| Set task a |
Decide whether each statement agrees with the post on the Nu Age Cafe closing, answering yes or no and quoting the words of the post that settle it: (i) Nu Age Cafe closed because of a death in the family. (ii) West Lynn Cafe was sold to a Dallas-based vegetarian Indian restaurant chain. (iii) Cosmic Cafe is still open.

| Source extract |
The closing of Nu Age Cafe, a mostly vegan fine dining restaurant in Austin, comes as a complete shock (See story in Austin American-Statesman). My wife and I were there when they opened their doors and saw with pride as they slowly picked up their clientele. We enjoyed one of our wedding anniversaries there. I absolutely loved their sesame seitan and the brown rice served in banana leaves. They had amazing deserts and an incredible assortment of fun drinks. Since moving from Austin, I have missed the vegetarian restaurants I used to frequent, and I must say Nu Age Cafe held a special place in my heart. The closing of Nu Age Cafe had nothing to do with the quality of the food. It was because of a death in the family. This news comes a few years since West Lynn Cafe in Austin closed. That was another fine dining vegetarian restaurant. It sold to Cosmic Cafe, a Dallas-based vegetarian Indian restaurant chain. That, too, closed. Losing a cherished vegetarian restaurant feels like a death in the family. It feels like I've had the breath sucked out of me. I can only hope a new vegetarian restaurant will soon emerge from this sad tale that will take me on a new adventure I won't ever want to leave from.

| Set task b |
Copy the rows word for word, starting at the row containing "In this exercise you will identify every instance of the female" and continuing through the last row, with both ends included.

| Supplied material |
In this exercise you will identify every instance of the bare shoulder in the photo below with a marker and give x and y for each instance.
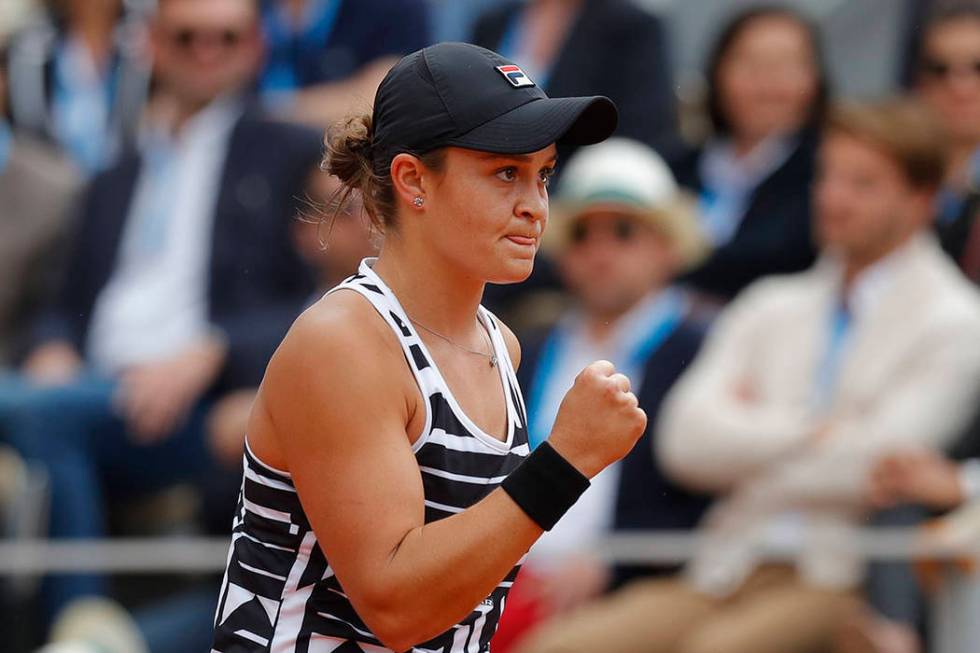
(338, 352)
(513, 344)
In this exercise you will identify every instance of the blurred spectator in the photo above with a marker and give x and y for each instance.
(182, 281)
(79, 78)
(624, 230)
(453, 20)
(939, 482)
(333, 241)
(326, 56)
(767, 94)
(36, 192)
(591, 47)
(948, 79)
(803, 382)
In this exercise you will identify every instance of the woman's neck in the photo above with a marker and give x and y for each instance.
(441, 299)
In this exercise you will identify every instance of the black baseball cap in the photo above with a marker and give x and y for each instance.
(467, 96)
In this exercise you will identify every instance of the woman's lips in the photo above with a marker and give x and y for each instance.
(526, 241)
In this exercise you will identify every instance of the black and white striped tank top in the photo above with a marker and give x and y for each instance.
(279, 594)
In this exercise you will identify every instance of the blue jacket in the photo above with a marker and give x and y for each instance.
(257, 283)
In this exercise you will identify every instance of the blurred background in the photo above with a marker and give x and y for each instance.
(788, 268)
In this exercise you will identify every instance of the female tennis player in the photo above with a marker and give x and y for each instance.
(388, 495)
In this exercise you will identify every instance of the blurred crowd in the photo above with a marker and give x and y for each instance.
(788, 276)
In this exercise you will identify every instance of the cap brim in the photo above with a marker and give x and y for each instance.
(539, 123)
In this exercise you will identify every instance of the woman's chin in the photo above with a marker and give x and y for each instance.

| Complete answer a |
(i) Yes: "It was because of a death in the family."
(ii) Yes: "It sold to Cosmic Cafe, a Dallas-based vegetarian Indian restaurant chain."
(iii) No: "That, too, closed."

| Complete answer b |
In this exercise you will identify every instance of the female tennis player in the photo above with a marker and give x and y for each instance.
(388, 495)
In this exercise you will identify every instance of the blurred crowd in the photo above with a marker and give x and y for each instance.
(788, 276)
In this exercise you will identify every instance of the cap brim in the photo above with a marker and give x and y for each instance.
(539, 123)
In this exercise you will identify every instance of the woman's chin in the photo above with a marker and give x and y for each instance.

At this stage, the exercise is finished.